- _Work instruction_: Print the records below exactly, omitting all pictures.

- _The input_:
# # # # # # #

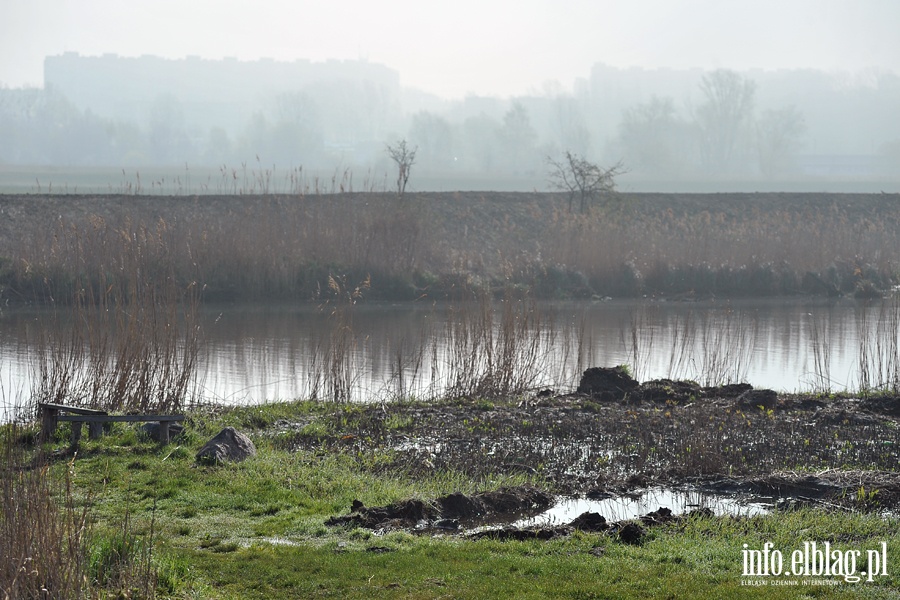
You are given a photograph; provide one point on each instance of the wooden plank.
(119, 418)
(45, 406)
(48, 423)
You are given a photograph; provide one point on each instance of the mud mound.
(607, 384)
(444, 512)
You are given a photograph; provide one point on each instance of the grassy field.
(159, 525)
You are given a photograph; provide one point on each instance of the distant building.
(215, 93)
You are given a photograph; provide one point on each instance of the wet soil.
(836, 451)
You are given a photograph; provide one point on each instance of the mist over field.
(671, 128)
(691, 96)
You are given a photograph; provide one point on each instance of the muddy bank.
(499, 515)
(656, 433)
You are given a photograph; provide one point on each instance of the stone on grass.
(228, 445)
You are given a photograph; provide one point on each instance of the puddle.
(635, 505)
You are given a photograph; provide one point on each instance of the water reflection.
(254, 354)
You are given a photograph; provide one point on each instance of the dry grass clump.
(43, 544)
(124, 334)
(285, 246)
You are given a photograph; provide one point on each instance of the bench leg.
(48, 424)
(164, 432)
(76, 432)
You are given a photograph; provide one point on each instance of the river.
(263, 353)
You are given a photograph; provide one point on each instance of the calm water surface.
(257, 354)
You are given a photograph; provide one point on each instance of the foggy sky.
(459, 47)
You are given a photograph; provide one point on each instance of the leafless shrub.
(488, 357)
(583, 179)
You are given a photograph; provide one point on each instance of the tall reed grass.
(270, 245)
(128, 337)
(879, 347)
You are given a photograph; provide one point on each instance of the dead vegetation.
(285, 246)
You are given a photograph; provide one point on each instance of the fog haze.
(462, 47)
(692, 95)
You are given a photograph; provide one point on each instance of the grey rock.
(228, 445)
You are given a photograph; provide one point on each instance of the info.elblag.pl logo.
(814, 560)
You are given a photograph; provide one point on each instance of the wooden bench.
(52, 414)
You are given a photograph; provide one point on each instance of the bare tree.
(405, 159)
(582, 178)
(725, 115)
(779, 134)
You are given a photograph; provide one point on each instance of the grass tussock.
(43, 542)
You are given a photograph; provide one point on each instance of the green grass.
(256, 529)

# # # # # # #

- _Answer for the task_:
You are given a photograph; provide one point on each instance of the wooden plank.
(119, 418)
(45, 406)
(48, 423)
You are given a photograph; provide one point on each instance of the mud mound.
(607, 384)
(444, 512)
You are given a photograph; provide one point on each instance of the grassy field.
(159, 525)
You are given a photograph; provide one point on each instance of the distant building.
(215, 93)
You are given a photograph; provide one point on each instance of the wet soil.
(836, 451)
You are given a photograph; provide one point on each instance of the mist over field.
(671, 128)
(691, 96)
You are given a photograph; provide one point on each instance of the muddy bank.
(499, 515)
(656, 433)
You are given a photograph; provide one point on each instance of the stone on grass.
(228, 445)
You are given a photograph; provide one point on each instance of the puddle.
(635, 505)
You are given a photograph; provide one point on each instance of the water reflection.
(254, 354)
You are given a photograph; provide one point on each instance of the dry grass clump.
(43, 544)
(124, 334)
(285, 246)
You are given a photograph; provide one point on each instance of the bench leg.
(48, 424)
(164, 432)
(76, 432)
You are given a photograph; provide one point on each instance of the river.
(263, 353)
You are given a photograph; provide one point on each instance of the calm water surface.
(257, 354)
You are given a photograph; provide one point on each instance of the foggy sky.
(459, 47)
You are given a photograph; provide one point on each instance of the leafless shrub.
(488, 357)
(583, 179)
You are given a photograph; provide one point on each instance of the tall reed grass.
(270, 245)
(128, 337)
(879, 347)
You are given a photograph; provide one point on each instance of the dead vegetation.
(285, 246)
You are given a photograph; provide one point on each instance of the fog haze.
(462, 47)
(692, 95)
You are given a photograph; provide one point on each instance of the grey rock.
(228, 445)
You are given a photograph; provide one point on each instance of the info.elblag.pl logo.
(814, 560)
You are given a photograph; provide one point on each instance of the wooden bench.
(52, 414)
You are given a photograph; provide one point on each instance of the bare tree.
(405, 159)
(582, 178)
(725, 115)
(779, 134)
You are given a photograph; provide one point on each instance of the grass tussock.
(43, 542)
You are given a photograph; provide one point on each instance of the green grass.
(256, 529)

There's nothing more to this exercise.